__PROVIDED INFORMATION__
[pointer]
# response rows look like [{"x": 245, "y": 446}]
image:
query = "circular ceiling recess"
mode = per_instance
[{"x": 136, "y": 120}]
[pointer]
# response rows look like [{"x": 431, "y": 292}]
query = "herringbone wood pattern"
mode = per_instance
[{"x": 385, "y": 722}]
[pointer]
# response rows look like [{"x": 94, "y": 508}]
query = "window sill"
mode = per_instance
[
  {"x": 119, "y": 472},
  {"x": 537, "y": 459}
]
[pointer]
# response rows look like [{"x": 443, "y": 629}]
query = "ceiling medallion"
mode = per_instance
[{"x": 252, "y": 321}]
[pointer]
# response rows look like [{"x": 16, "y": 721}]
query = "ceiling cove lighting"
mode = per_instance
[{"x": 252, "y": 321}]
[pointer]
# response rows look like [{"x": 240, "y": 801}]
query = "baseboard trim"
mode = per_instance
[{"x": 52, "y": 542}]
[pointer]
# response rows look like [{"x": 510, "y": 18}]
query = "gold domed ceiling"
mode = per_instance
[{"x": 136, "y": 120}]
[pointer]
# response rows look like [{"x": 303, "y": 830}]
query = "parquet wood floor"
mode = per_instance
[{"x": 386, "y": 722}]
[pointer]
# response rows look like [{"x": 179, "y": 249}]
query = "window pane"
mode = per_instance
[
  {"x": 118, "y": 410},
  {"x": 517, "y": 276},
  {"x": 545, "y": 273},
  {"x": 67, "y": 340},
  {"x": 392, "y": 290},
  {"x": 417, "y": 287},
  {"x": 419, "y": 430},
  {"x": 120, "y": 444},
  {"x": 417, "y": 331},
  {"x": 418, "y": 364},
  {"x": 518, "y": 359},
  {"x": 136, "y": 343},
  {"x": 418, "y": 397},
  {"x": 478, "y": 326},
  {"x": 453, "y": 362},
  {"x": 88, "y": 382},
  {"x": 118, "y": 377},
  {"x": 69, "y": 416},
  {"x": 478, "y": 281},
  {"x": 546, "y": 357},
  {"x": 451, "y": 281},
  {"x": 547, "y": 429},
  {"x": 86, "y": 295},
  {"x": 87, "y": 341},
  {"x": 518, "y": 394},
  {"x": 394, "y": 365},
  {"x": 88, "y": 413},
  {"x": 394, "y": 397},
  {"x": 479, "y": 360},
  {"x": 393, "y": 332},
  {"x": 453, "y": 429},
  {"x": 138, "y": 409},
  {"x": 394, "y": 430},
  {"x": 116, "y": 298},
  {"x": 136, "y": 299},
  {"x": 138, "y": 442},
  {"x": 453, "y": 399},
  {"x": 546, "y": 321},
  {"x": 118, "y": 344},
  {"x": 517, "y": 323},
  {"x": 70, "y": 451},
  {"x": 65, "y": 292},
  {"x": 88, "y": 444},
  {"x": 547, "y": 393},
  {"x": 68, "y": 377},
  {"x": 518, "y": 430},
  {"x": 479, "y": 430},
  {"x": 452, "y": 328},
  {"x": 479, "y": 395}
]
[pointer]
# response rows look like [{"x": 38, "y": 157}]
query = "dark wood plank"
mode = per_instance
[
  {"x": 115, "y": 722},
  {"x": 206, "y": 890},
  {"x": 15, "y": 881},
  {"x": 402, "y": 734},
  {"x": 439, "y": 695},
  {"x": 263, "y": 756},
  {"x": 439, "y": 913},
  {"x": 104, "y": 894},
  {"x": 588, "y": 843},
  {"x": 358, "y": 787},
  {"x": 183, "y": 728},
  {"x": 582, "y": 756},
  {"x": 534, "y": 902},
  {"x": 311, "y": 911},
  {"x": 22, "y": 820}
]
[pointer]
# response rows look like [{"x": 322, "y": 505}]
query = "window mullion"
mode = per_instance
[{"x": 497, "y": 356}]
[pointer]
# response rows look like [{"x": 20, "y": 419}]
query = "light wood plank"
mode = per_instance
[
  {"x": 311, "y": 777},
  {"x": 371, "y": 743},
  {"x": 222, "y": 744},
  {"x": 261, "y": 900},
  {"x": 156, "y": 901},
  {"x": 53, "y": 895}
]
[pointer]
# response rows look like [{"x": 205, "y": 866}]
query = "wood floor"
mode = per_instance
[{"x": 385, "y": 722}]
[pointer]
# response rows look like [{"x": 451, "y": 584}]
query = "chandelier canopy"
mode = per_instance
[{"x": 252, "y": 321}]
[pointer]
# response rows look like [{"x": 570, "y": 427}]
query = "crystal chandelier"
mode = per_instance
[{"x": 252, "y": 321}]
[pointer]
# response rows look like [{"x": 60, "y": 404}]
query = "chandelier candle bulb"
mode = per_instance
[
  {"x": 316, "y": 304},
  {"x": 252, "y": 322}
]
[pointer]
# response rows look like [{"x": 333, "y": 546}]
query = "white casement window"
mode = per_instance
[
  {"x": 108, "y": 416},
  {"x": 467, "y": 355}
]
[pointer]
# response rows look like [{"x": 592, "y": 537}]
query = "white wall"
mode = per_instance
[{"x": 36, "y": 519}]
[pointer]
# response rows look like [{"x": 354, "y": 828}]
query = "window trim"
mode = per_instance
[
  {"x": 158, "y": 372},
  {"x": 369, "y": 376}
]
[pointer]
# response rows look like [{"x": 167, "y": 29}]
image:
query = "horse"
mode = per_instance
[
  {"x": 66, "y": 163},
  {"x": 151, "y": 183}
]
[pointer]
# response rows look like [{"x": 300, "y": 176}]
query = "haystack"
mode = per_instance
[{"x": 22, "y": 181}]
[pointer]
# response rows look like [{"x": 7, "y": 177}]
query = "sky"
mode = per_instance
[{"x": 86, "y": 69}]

__TO BE DONE__
Output all of the data above without any alteration.

__FINAL RESULT__
[pointer]
# response rows look like [{"x": 245, "y": 446}]
image:
query = "circular ceiling recess"
mode = per_instance
[{"x": 136, "y": 120}]
[pointer]
# response rows look like [{"x": 431, "y": 292}]
query = "herringbone wood pattern"
mode = per_instance
[{"x": 385, "y": 722}]
[pointer]
# response rows look like [{"x": 94, "y": 508}]
query = "window sill"
mode = per_instance
[
  {"x": 119, "y": 472},
  {"x": 537, "y": 459}
]
[pointer]
# response rows look like [{"x": 443, "y": 629}]
query = "ceiling medallion"
mode = per_instance
[{"x": 252, "y": 321}]
[pointer]
# response rows look like [{"x": 16, "y": 721}]
query = "ceiling cove lighting"
mode = per_instance
[{"x": 252, "y": 321}]
[pointer]
# response rows look like [{"x": 240, "y": 801}]
query = "baseboard trim"
mode = per_instance
[{"x": 52, "y": 542}]
[pointer]
# response rows look like [{"x": 510, "y": 18}]
query = "gold domed ceiling"
mode = per_instance
[{"x": 136, "y": 120}]
[pointer]
# response rows look like [{"x": 303, "y": 830}]
query = "parquet wood floor"
mode = per_instance
[{"x": 386, "y": 722}]
[pointer]
# response rows look like [{"x": 179, "y": 249}]
query = "window pane"
mode = per_instance
[
  {"x": 118, "y": 410},
  {"x": 517, "y": 276},
  {"x": 545, "y": 273},
  {"x": 67, "y": 340},
  {"x": 392, "y": 290},
  {"x": 417, "y": 287},
  {"x": 419, "y": 430},
  {"x": 120, "y": 444},
  {"x": 417, "y": 331},
  {"x": 418, "y": 364},
  {"x": 518, "y": 359},
  {"x": 136, "y": 343},
  {"x": 418, "y": 397},
  {"x": 478, "y": 326},
  {"x": 453, "y": 362},
  {"x": 88, "y": 382},
  {"x": 118, "y": 377},
  {"x": 69, "y": 416},
  {"x": 478, "y": 281},
  {"x": 546, "y": 357},
  {"x": 451, "y": 281},
  {"x": 547, "y": 429},
  {"x": 86, "y": 295},
  {"x": 87, "y": 341},
  {"x": 518, "y": 394},
  {"x": 394, "y": 365},
  {"x": 88, "y": 413},
  {"x": 394, "y": 397},
  {"x": 479, "y": 360},
  {"x": 393, "y": 332},
  {"x": 453, "y": 429},
  {"x": 138, "y": 409},
  {"x": 394, "y": 430},
  {"x": 116, "y": 298},
  {"x": 136, "y": 299},
  {"x": 138, "y": 442},
  {"x": 453, "y": 399},
  {"x": 546, "y": 321},
  {"x": 118, "y": 344},
  {"x": 517, "y": 323},
  {"x": 70, "y": 451},
  {"x": 65, "y": 292},
  {"x": 88, "y": 444},
  {"x": 547, "y": 393},
  {"x": 68, "y": 377},
  {"x": 518, "y": 430},
  {"x": 479, "y": 430},
  {"x": 452, "y": 328},
  {"x": 479, "y": 395}
]
[pointer]
# response rows look like [{"x": 38, "y": 157}]
query = "dark wood plank"
mode = per_instance
[
  {"x": 115, "y": 722},
  {"x": 206, "y": 890},
  {"x": 15, "y": 881},
  {"x": 402, "y": 734},
  {"x": 439, "y": 695},
  {"x": 263, "y": 756},
  {"x": 439, "y": 913},
  {"x": 104, "y": 894},
  {"x": 588, "y": 843},
  {"x": 358, "y": 787},
  {"x": 183, "y": 728},
  {"x": 582, "y": 756},
  {"x": 534, "y": 902},
  {"x": 311, "y": 911},
  {"x": 22, "y": 820}
]
[pointer]
# response rows look like [{"x": 322, "y": 505}]
query = "window mullion"
mode = per_instance
[{"x": 497, "y": 356}]
[pointer]
# response rows look like [{"x": 20, "y": 419}]
query = "light wood plank"
mode = per_instance
[
  {"x": 311, "y": 777},
  {"x": 371, "y": 743},
  {"x": 222, "y": 744},
  {"x": 261, "y": 900},
  {"x": 156, "y": 901},
  {"x": 53, "y": 895}
]
[pointer]
# response rows look like [{"x": 205, "y": 866}]
query = "wood floor"
mode = per_instance
[{"x": 385, "y": 722}]
[pointer]
# response rows look like [{"x": 451, "y": 584}]
query = "chandelier canopy"
mode = per_instance
[{"x": 252, "y": 321}]
[pointer]
# response rows look like [{"x": 570, "y": 427}]
query = "crystal chandelier"
mode = per_instance
[{"x": 252, "y": 321}]
[pointer]
# response rows look like [{"x": 60, "y": 404}]
query = "chandelier candle bulb"
mode = per_instance
[
  {"x": 316, "y": 304},
  {"x": 252, "y": 322}
]
[pointer]
# response rows look like [{"x": 333, "y": 546}]
query = "white casement window"
mode = per_instance
[
  {"x": 108, "y": 416},
  {"x": 467, "y": 355}
]
[pointer]
# response rows look like [{"x": 592, "y": 537}]
query = "white wall"
mode = per_instance
[{"x": 36, "y": 519}]
[pointer]
# response rows look like [{"x": 354, "y": 828}]
query = "window trim"
mode = per_instance
[
  {"x": 158, "y": 372},
  {"x": 369, "y": 376}
]
[pointer]
# response rows look like [{"x": 167, "y": 29}]
image:
query = "horse"
mode = per_instance
[
  {"x": 66, "y": 163},
  {"x": 151, "y": 183}
]
[pointer]
# response rows look like [{"x": 300, "y": 176}]
query = "haystack"
mode = per_instance
[{"x": 22, "y": 181}]
[pointer]
# response rows look like [{"x": 7, "y": 177}]
query = "sky"
mode = per_instance
[{"x": 86, "y": 69}]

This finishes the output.